Saved data entries
>>>>
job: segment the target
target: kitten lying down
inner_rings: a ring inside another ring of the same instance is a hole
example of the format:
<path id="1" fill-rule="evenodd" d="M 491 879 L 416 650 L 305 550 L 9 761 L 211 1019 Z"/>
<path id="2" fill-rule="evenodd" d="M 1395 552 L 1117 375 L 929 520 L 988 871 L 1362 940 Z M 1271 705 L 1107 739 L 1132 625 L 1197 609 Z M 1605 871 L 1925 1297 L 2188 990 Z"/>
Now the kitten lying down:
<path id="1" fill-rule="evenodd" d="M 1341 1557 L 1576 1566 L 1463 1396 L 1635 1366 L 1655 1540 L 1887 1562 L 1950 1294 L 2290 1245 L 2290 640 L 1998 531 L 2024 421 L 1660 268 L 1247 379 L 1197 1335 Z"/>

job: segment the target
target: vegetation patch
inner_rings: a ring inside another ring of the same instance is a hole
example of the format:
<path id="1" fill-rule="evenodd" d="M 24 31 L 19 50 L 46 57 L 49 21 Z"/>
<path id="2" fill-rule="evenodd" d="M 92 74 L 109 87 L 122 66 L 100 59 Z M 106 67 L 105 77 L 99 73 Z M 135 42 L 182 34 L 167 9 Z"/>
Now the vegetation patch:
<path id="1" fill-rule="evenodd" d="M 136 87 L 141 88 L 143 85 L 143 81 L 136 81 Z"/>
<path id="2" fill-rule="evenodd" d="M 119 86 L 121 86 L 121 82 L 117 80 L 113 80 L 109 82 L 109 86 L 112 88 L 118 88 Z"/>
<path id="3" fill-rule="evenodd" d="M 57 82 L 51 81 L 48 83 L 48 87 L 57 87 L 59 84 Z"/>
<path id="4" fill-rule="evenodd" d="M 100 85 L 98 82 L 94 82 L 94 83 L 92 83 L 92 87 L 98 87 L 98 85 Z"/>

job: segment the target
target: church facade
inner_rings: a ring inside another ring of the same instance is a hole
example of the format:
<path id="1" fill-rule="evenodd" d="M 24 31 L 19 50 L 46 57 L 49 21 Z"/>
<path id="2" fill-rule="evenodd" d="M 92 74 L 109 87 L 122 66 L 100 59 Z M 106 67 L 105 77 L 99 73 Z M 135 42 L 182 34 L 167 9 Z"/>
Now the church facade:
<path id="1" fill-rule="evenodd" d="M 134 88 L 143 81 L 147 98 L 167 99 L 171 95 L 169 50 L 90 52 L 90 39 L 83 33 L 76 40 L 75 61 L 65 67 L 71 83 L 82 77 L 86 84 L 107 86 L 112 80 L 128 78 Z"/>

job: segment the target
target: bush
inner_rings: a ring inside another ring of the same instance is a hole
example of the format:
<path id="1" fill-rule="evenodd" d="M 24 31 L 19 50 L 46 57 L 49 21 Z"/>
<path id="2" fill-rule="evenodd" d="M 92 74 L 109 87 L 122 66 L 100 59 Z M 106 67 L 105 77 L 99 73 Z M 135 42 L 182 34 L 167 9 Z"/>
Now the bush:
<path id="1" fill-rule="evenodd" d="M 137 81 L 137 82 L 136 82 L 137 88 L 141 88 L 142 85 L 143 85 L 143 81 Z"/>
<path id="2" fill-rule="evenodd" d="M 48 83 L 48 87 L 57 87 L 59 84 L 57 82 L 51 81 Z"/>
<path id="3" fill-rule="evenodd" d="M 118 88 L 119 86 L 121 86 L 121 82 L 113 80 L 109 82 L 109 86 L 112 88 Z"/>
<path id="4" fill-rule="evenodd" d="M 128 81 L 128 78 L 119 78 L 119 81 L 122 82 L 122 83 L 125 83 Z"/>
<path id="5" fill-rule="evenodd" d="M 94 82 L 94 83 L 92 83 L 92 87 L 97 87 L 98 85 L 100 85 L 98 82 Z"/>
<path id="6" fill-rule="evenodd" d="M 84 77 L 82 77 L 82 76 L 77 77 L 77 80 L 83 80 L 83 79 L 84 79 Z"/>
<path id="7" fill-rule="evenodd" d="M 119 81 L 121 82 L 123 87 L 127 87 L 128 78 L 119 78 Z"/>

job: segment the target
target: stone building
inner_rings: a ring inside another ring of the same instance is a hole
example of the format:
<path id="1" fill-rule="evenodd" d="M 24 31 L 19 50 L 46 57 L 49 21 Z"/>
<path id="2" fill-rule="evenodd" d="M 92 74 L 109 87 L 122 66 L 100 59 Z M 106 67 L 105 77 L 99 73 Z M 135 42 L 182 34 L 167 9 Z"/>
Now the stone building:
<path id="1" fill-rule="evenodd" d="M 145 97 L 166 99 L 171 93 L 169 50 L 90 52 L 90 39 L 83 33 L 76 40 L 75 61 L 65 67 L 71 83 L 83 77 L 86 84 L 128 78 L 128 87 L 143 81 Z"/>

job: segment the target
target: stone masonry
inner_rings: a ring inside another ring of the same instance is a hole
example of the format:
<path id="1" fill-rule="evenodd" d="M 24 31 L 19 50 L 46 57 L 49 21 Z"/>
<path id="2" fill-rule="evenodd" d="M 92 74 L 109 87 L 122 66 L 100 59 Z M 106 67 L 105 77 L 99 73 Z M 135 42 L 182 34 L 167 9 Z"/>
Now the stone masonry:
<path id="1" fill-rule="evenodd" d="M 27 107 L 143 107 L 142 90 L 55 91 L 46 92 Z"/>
<<<<
The task
Transcribe the data above in its entirety, exactly.

Answer space
job: segment the target
target: kitten lying down
inner_rings: a ring inside another ring of the same instance is a hole
example of the format:
<path id="1" fill-rule="evenodd" d="M 491 879 L 416 650 L 305 550 L 9 761 L 211 1019 Z"/>
<path id="2" fill-rule="evenodd" d="M 1395 552 L 1117 375 L 929 520 L 988 871 L 1362 940 Z M 1271 705 L 1107 739 L 1132 625 L 1197 609 Z M 1605 871 L 1925 1297 L 2188 990 Z"/>
Now the kitten lying down:
<path id="1" fill-rule="evenodd" d="M 1341 1557 L 1576 1566 L 1463 1396 L 1635 1366 L 1655 1540 L 1887 1562 L 1950 1294 L 2290 1245 L 2290 640 L 1998 531 L 2024 421 L 1660 268 L 1247 379 L 1197 1335 Z"/>

job: segment the target
target: vegetation patch
inner_rings: a ring inside another ring of the same instance is a hole
example of the format:
<path id="1" fill-rule="evenodd" d="M 24 31 L 19 50 L 46 57 L 49 21 Z"/>
<path id="2" fill-rule="evenodd" d="M 92 74 L 109 87 L 122 66 L 100 59 Z M 106 67 L 105 77 L 99 73 Z M 135 42 L 182 34 L 167 9 Z"/>
Now the vegetation patch:
<path id="1" fill-rule="evenodd" d="M 136 87 L 141 88 L 143 85 L 143 81 L 136 81 Z"/>
<path id="2" fill-rule="evenodd" d="M 119 86 L 121 86 L 121 82 L 117 80 L 113 80 L 109 82 L 109 86 L 112 88 L 118 88 Z"/>
<path id="3" fill-rule="evenodd" d="M 57 82 L 51 81 L 48 83 L 48 87 L 57 87 L 59 84 Z"/>
<path id="4" fill-rule="evenodd" d="M 100 85 L 98 82 L 94 82 L 94 83 L 92 83 L 92 87 L 98 87 L 98 85 Z"/>

job: segment the target
target: church facade
inner_rings: a ring inside another ring of the same instance is a hole
example of the format:
<path id="1" fill-rule="evenodd" d="M 24 31 L 19 50 L 46 57 L 49 21 Z"/>
<path id="2" fill-rule="evenodd" d="M 92 74 L 109 87 L 122 66 L 100 59 Z M 106 67 L 105 77 L 99 73 Z M 135 42 L 182 34 L 167 9 Z"/>
Now the church facade:
<path id="1" fill-rule="evenodd" d="M 134 88 L 143 81 L 147 98 L 167 99 L 171 95 L 169 50 L 90 52 L 90 39 L 83 33 L 76 40 L 75 61 L 65 67 L 71 83 L 82 77 L 86 84 L 107 86 L 112 80 L 128 78 Z"/>

job: segment the target
target: bush
inner_rings: a ring inside another ring of the same instance is a hole
example of the format:
<path id="1" fill-rule="evenodd" d="M 24 31 L 19 50 L 46 57 L 49 21 Z"/>
<path id="2" fill-rule="evenodd" d="M 92 74 L 109 87 L 122 66 L 100 59 Z M 106 67 L 105 77 L 99 73 Z M 135 42 L 182 34 L 167 9 Z"/>
Now the bush:
<path id="1" fill-rule="evenodd" d="M 137 81 L 137 82 L 136 82 L 137 88 L 141 88 L 142 85 L 143 85 L 143 81 Z"/>
<path id="2" fill-rule="evenodd" d="M 48 83 L 48 87 L 57 87 L 59 84 L 57 82 L 51 81 Z"/>
<path id="3" fill-rule="evenodd" d="M 118 88 L 119 86 L 121 86 L 121 82 L 113 80 L 109 82 L 109 86 L 112 88 Z"/>
<path id="4" fill-rule="evenodd" d="M 128 81 L 128 78 L 119 78 L 119 81 L 122 82 L 122 83 L 125 83 Z"/>
<path id="5" fill-rule="evenodd" d="M 94 82 L 94 83 L 92 83 L 92 87 L 97 87 L 98 85 L 100 85 L 98 82 Z"/>
<path id="6" fill-rule="evenodd" d="M 84 77 L 82 77 L 82 76 L 77 77 L 77 80 L 83 80 L 83 79 L 84 79 Z"/>
<path id="7" fill-rule="evenodd" d="M 119 81 L 121 82 L 123 87 L 127 87 L 128 78 L 119 78 Z"/>

job: segment the target
target: stone building
inner_rings: a ring inside another ring of the same instance is a hole
example of the format:
<path id="1" fill-rule="evenodd" d="M 24 31 L 19 50 L 46 57 L 49 21 Z"/>
<path id="2" fill-rule="evenodd" d="M 92 74 L 109 87 L 122 66 L 100 59 Z M 106 67 L 105 77 L 99 73 Z M 135 42 L 182 34 L 167 9 Z"/>
Now the stone building:
<path id="1" fill-rule="evenodd" d="M 145 97 L 166 99 L 171 93 L 169 50 L 90 52 L 90 39 L 83 33 L 76 40 L 75 61 L 65 67 L 71 83 L 83 77 L 86 84 L 128 78 L 128 87 L 143 81 Z"/>

job: segment the target
target: stone masonry
inner_rings: a ring inside another ring of the same instance is a hole
example of the format:
<path id="1" fill-rule="evenodd" d="M 24 31 L 19 50 L 46 57 L 49 21 Z"/>
<path id="2" fill-rule="evenodd" d="M 92 74 L 109 87 L 122 66 L 100 59 Z M 106 67 L 105 77 L 99 73 Z M 135 42 L 182 34 L 167 9 Z"/>
Now the stone masonry:
<path id="1" fill-rule="evenodd" d="M 27 107 L 143 107 L 142 90 L 55 91 L 46 92 Z"/>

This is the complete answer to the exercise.